What the task requires
Nothing in the entries may be dropped: restate them word for word.

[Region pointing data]
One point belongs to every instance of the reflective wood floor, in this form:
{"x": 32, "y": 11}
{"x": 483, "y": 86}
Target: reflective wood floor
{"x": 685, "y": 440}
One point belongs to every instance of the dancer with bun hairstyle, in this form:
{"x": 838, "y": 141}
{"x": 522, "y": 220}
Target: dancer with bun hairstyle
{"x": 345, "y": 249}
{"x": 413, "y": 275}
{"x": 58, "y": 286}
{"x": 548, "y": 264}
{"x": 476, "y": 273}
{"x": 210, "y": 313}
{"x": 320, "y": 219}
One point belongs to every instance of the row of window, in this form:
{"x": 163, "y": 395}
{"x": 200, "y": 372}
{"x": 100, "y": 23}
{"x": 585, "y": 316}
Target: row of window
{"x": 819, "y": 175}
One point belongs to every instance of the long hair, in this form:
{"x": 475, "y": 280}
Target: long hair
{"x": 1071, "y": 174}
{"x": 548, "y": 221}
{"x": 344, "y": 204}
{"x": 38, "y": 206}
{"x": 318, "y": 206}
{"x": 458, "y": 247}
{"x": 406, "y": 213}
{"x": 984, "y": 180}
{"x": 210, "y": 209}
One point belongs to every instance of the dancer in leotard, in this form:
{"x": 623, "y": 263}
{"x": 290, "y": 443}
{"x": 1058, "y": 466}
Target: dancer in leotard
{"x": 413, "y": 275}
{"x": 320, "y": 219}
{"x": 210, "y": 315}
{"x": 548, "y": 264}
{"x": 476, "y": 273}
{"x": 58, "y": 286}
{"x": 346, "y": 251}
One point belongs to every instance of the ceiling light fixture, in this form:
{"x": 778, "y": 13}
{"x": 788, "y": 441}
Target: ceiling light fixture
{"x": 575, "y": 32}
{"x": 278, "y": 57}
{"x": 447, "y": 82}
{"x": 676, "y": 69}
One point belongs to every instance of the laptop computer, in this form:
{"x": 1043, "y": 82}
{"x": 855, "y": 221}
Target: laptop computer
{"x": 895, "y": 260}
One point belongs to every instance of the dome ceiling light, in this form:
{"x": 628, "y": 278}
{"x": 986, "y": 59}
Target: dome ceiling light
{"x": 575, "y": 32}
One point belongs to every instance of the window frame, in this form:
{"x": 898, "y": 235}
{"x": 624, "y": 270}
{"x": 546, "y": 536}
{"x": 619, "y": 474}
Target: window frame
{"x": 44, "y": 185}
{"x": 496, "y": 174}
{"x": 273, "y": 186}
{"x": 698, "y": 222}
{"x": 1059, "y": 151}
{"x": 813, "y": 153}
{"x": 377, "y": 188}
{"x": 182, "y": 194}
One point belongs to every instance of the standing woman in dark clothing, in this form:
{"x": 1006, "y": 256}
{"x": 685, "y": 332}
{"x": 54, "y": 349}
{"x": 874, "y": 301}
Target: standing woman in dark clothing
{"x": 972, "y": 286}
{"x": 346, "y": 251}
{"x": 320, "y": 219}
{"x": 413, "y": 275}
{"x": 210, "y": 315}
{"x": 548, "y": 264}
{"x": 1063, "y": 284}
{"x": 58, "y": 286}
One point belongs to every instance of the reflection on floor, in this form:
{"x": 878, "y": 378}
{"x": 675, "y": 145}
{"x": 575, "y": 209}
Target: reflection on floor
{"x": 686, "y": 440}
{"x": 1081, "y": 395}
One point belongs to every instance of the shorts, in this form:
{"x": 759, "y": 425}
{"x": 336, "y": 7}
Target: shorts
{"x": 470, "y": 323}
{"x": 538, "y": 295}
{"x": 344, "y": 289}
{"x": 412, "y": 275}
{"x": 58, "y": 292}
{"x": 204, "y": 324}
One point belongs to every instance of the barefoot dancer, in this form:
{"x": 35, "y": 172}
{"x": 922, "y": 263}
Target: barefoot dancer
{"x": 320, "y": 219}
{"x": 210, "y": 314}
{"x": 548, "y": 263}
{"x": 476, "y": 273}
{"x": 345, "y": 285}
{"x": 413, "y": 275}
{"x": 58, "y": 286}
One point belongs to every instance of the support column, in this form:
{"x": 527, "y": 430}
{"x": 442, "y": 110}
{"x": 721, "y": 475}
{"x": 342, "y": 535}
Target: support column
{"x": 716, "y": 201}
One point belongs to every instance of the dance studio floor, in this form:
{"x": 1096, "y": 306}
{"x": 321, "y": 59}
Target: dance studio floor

Task response
One point belongs to every instance of the reflective wood floor, in this form:
{"x": 32, "y": 11}
{"x": 483, "y": 86}
Target: reflective wood floor
{"x": 685, "y": 440}
One point belongs to every instance of the dancer with bun hairstyle, in this form:
{"x": 838, "y": 141}
{"x": 522, "y": 220}
Target: dancer with bun hairstyle
{"x": 345, "y": 249}
{"x": 413, "y": 275}
{"x": 58, "y": 286}
{"x": 548, "y": 264}
{"x": 476, "y": 273}
{"x": 210, "y": 313}
{"x": 320, "y": 219}
One point belongs to every instance of the row of window, in this form:
{"x": 163, "y": 395}
{"x": 200, "y": 372}
{"x": 100, "y": 23}
{"x": 585, "y": 316}
Target: row of window
{"x": 819, "y": 175}
One point belongs to every instance of the long hair, in this form:
{"x": 475, "y": 280}
Target: long hair
{"x": 1071, "y": 174}
{"x": 548, "y": 221}
{"x": 344, "y": 204}
{"x": 38, "y": 206}
{"x": 318, "y": 206}
{"x": 458, "y": 247}
{"x": 406, "y": 213}
{"x": 984, "y": 180}
{"x": 210, "y": 209}
One point belongs to every instance of the dancer in leotard, in this form:
{"x": 623, "y": 263}
{"x": 290, "y": 443}
{"x": 1058, "y": 466}
Target: dancer in leotard
{"x": 413, "y": 275}
{"x": 320, "y": 219}
{"x": 210, "y": 315}
{"x": 548, "y": 264}
{"x": 476, "y": 273}
{"x": 58, "y": 286}
{"x": 346, "y": 251}
One point belongs to every instance of the ceiling light fixture, in this form:
{"x": 778, "y": 13}
{"x": 788, "y": 441}
Target: ceiling light fixture
{"x": 575, "y": 32}
{"x": 278, "y": 57}
{"x": 447, "y": 82}
{"x": 676, "y": 69}
One point belongs to every instance of the laptop computer, in this form:
{"x": 1043, "y": 82}
{"x": 855, "y": 221}
Target: laptop computer
{"x": 895, "y": 260}
One point belongs to every instance of the dome ceiling light, in this form:
{"x": 628, "y": 278}
{"x": 986, "y": 59}
Target: dome ceiling light
{"x": 575, "y": 32}
One point belongs to every instance of the window frame, in this form:
{"x": 898, "y": 235}
{"x": 624, "y": 270}
{"x": 546, "y": 536}
{"x": 619, "y": 474}
Target: window frame
{"x": 44, "y": 185}
{"x": 496, "y": 174}
{"x": 273, "y": 186}
{"x": 698, "y": 222}
{"x": 1059, "y": 151}
{"x": 813, "y": 153}
{"x": 377, "y": 188}
{"x": 182, "y": 194}
One point belongs to every instance of the standing woman in dark clothing, in this form:
{"x": 1006, "y": 256}
{"x": 685, "y": 332}
{"x": 54, "y": 349}
{"x": 874, "y": 301}
Target: standing woman in dark clothing
{"x": 972, "y": 286}
{"x": 346, "y": 251}
{"x": 320, "y": 219}
{"x": 413, "y": 275}
{"x": 210, "y": 315}
{"x": 548, "y": 264}
{"x": 1063, "y": 284}
{"x": 58, "y": 286}
One point belongs to every instance of the reflection on floor, in this form:
{"x": 878, "y": 378}
{"x": 675, "y": 145}
{"x": 575, "y": 209}
Target: reflection on floor
{"x": 686, "y": 440}
{"x": 1081, "y": 395}
One point belongs to every instance of the shorts, in this form:
{"x": 759, "y": 425}
{"x": 336, "y": 7}
Target: shorts
{"x": 470, "y": 323}
{"x": 538, "y": 295}
{"x": 344, "y": 289}
{"x": 412, "y": 275}
{"x": 58, "y": 292}
{"x": 204, "y": 324}
One point belongs to every instance of the barefoot dancer, in this form:
{"x": 35, "y": 172}
{"x": 922, "y": 263}
Target: barefoot dancer
{"x": 320, "y": 219}
{"x": 210, "y": 314}
{"x": 548, "y": 263}
{"x": 476, "y": 273}
{"x": 345, "y": 285}
{"x": 413, "y": 275}
{"x": 58, "y": 286}
One point belongs to every instance of the support column, in this form:
{"x": 527, "y": 430}
{"x": 442, "y": 110}
{"x": 721, "y": 475}
{"x": 342, "y": 535}
Target: support column
{"x": 716, "y": 201}
One point belongs to every instance of the dance studio floor, in this form:
{"x": 1096, "y": 306}
{"x": 321, "y": 59}
Target: dance studio floor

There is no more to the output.